● Exercise details:
Retype, exactly and with both ends included, the lines below from the one containing "Per instance of the green grass" through the end; omit the pictures.

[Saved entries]
○ ○ ○

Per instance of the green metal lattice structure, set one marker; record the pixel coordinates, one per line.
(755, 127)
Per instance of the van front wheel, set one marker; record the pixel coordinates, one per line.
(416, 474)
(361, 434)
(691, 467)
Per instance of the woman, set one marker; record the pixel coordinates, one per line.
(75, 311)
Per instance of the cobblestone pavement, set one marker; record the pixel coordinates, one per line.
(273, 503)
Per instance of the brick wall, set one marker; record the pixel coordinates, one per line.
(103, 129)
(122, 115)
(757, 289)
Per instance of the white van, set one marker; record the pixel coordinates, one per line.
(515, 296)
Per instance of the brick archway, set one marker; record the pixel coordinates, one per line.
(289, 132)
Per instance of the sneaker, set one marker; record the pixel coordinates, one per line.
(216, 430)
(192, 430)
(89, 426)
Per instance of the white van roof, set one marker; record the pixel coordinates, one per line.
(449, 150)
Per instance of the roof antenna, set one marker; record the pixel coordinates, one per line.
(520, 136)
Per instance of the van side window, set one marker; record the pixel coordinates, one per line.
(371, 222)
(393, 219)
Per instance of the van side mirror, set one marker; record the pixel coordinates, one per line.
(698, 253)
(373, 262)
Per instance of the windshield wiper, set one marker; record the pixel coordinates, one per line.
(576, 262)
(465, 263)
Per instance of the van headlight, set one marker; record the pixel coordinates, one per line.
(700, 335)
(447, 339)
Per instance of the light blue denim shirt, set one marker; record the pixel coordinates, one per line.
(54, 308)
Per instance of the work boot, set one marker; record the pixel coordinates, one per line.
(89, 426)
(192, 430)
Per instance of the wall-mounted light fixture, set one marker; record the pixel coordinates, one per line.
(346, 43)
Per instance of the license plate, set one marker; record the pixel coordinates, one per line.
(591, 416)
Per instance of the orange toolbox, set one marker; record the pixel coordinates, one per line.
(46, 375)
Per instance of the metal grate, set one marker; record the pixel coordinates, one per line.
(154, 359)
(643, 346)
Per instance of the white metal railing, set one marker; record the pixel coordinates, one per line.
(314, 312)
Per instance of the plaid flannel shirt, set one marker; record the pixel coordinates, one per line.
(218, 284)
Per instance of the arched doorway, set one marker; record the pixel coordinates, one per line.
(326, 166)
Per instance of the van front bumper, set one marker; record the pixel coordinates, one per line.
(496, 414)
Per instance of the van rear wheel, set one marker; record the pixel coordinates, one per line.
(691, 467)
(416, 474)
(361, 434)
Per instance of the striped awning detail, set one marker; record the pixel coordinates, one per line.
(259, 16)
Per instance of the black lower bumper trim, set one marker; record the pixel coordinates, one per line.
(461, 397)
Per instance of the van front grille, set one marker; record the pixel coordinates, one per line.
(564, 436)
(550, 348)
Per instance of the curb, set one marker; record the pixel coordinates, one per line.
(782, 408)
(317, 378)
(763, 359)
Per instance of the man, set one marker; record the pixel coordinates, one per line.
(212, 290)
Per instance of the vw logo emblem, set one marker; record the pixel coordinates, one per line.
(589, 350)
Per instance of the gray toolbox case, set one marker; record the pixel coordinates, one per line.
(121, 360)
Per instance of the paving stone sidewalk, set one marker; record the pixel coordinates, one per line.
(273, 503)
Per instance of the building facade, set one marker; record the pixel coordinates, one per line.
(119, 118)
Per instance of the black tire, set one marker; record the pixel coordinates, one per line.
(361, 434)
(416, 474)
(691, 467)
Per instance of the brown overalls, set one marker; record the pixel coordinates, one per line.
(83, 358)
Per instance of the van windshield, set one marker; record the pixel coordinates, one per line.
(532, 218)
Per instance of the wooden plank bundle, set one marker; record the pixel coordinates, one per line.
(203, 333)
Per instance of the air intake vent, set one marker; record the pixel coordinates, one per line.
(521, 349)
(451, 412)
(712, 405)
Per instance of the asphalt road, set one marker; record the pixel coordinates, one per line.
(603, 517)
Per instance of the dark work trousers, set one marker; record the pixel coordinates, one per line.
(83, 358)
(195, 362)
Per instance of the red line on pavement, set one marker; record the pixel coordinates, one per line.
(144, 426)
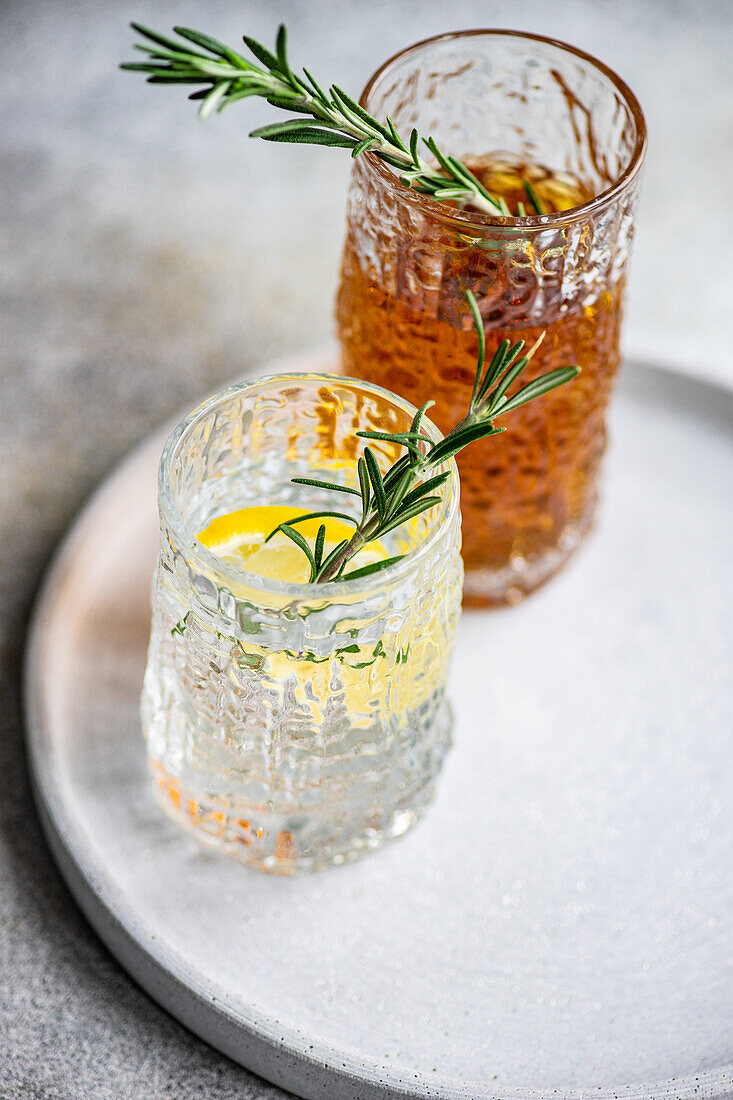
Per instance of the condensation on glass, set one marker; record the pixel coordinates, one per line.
(294, 726)
(527, 496)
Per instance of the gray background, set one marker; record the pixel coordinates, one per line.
(146, 259)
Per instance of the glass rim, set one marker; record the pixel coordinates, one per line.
(185, 539)
(558, 219)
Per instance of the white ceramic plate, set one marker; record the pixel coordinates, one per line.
(561, 923)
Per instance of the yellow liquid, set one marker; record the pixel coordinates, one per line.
(239, 538)
(403, 669)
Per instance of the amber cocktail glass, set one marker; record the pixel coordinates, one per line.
(514, 106)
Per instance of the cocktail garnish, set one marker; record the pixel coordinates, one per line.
(331, 118)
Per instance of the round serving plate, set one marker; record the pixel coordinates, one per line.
(561, 922)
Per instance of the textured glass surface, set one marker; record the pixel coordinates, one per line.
(294, 725)
(403, 321)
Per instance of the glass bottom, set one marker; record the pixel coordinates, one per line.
(511, 583)
(307, 840)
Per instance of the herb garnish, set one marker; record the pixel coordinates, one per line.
(411, 485)
(331, 118)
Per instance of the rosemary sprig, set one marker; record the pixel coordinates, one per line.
(331, 118)
(412, 484)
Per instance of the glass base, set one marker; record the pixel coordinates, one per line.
(288, 844)
(510, 584)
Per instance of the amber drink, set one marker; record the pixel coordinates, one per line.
(517, 109)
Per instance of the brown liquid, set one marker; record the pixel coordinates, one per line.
(529, 492)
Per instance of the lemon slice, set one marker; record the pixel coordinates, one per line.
(239, 538)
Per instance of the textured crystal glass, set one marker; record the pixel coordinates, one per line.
(295, 725)
(527, 496)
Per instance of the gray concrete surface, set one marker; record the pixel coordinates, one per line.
(146, 259)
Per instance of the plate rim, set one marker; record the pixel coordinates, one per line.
(272, 1052)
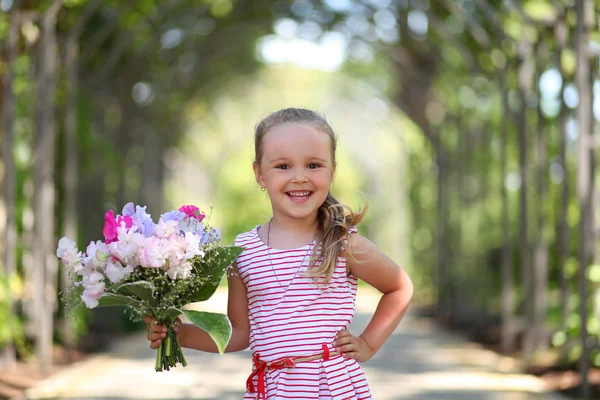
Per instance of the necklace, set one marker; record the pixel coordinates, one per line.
(271, 262)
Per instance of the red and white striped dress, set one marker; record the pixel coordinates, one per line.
(296, 320)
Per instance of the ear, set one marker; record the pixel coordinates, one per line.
(332, 173)
(259, 178)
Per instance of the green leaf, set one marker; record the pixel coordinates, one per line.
(216, 325)
(143, 290)
(169, 316)
(214, 264)
(112, 300)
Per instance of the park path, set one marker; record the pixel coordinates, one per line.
(420, 361)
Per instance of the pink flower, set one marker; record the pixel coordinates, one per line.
(110, 227)
(125, 218)
(192, 212)
(111, 224)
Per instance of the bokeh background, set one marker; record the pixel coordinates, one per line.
(466, 125)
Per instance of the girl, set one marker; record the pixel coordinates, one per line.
(292, 290)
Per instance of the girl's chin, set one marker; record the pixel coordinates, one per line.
(300, 199)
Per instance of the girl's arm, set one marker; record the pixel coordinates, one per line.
(379, 271)
(192, 337)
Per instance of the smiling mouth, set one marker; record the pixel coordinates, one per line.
(299, 196)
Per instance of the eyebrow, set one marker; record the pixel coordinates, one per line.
(281, 159)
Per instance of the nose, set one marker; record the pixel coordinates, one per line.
(300, 176)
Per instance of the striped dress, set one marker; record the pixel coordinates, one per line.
(291, 316)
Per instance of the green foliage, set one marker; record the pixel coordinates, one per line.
(216, 325)
(11, 329)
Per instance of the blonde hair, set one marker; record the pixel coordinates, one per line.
(334, 219)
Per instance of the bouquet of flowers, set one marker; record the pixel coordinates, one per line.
(154, 269)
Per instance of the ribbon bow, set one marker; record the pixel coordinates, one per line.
(261, 367)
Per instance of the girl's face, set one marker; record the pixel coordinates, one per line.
(297, 168)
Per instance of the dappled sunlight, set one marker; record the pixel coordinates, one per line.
(418, 362)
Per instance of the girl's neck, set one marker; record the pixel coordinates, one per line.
(305, 226)
(291, 232)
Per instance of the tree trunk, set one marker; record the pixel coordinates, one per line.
(585, 177)
(526, 294)
(445, 300)
(508, 297)
(44, 240)
(70, 205)
(560, 32)
(540, 266)
(10, 175)
(70, 169)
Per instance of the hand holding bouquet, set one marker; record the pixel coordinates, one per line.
(154, 269)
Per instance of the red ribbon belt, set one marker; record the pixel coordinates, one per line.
(261, 367)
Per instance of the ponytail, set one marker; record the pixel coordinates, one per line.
(334, 221)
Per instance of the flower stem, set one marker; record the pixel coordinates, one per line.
(159, 358)
(168, 340)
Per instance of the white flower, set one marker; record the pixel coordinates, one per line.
(182, 271)
(65, 245)
(94, 284)
(90, 301)
(152, 253)
(116, 272)
(192, 247)
(165, 229)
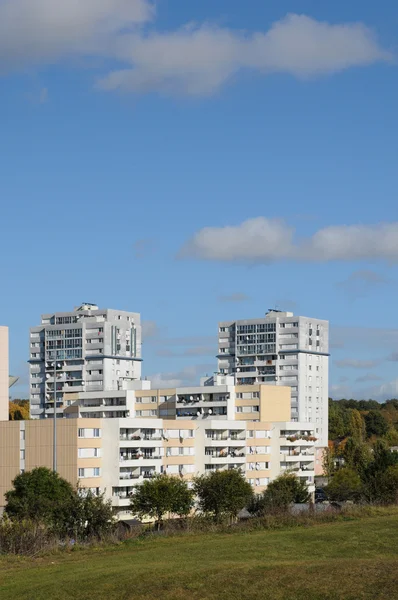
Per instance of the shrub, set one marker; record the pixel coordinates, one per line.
(161, 495)
(223, 493)
(345, 485)
(284, 490)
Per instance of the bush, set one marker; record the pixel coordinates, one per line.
(25, 537)
(280, 493)
(223, 493)
(345, 485)
(375, 423)
(164, 494)
(42, 496)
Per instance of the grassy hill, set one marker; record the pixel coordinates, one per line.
(350, 560)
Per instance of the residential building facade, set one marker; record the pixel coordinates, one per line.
(88, 349)
(113, 456)
(4, 379)
(282, 349)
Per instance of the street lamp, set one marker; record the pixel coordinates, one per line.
(55, 365)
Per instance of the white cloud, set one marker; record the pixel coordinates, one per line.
(193, 60)
(369, 377)
(382, 339)
(361, 283)
(354, 363)
(235, 297)
(386, 390)
(187, 376)
(269, 240)
(44, 31)
(199, 60)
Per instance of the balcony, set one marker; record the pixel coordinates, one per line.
(225, 456)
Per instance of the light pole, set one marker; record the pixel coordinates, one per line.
(55, 418)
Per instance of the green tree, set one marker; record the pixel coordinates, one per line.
(357, 455)
(90, 516)
(43, 496)
(337, 426)
(375, 423)
(357, 426)
(39, 495)
(387, 485)
(345, 485)
(222, 493)
(280, 493)
(328, 461)
(161, 495)
(19, 410)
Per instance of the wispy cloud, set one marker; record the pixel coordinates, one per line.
(368, 377)
(192, 60)
(184, 377)
(353, 363)
(235, 297)
(379, 338)
(263, 240)
(187, 352)
(361, 283)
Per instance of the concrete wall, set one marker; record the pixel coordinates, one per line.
(9, 455)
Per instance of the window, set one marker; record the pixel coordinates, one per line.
(89, 452)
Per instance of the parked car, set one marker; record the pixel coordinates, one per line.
(320, 495)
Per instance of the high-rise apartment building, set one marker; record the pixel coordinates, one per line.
(88, 349)
(282, 349)
(113, 441)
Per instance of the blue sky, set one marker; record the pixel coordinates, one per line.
(203, 161)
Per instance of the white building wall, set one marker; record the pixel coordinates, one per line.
(296, 350)
(106, 356)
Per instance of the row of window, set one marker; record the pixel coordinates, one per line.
(89, 472)
(89, 432)
(247, 409)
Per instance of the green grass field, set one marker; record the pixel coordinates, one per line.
(348, 560)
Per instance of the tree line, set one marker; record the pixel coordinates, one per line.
(379, 420)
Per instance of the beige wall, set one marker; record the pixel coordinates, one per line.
(275, 403)
(39, 446)
(9, 455)
(4, 373)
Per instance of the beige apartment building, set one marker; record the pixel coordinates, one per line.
(4, 380)
(112, 441)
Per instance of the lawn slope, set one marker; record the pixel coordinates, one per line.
(347, 560)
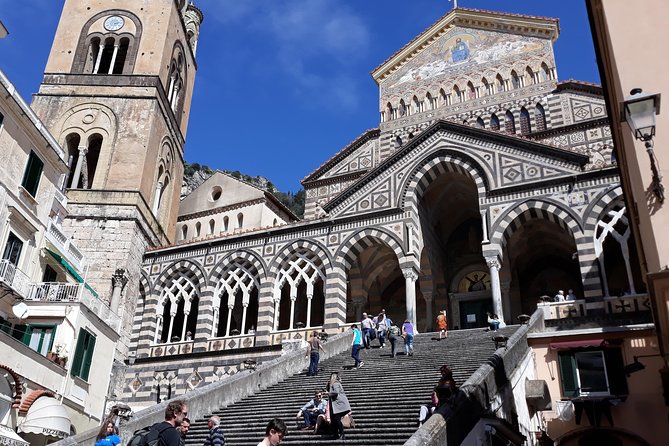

○ ○ ○

● Answer to this task:
Per instance of the green grass field, set one marker; record the pixel coordinates, one per line.
(348, 560)
Per instance of the tree line, set one marker; record the pixel coordinates, one per line.
(379, 420)
Per instance of the beige wall, set one marker; record the pixel coordinates, one per line.
(275, 403)
(39, 446)
(9, 455)
(4, 373)
Per instance of the beige apartment building, set one marker; record the pixel coordinates, one per line.
(4, 380)
(112, 441)
Per instance of the lawn slope, set one marker; record the pixel coordinates, one per line.
(347, 560)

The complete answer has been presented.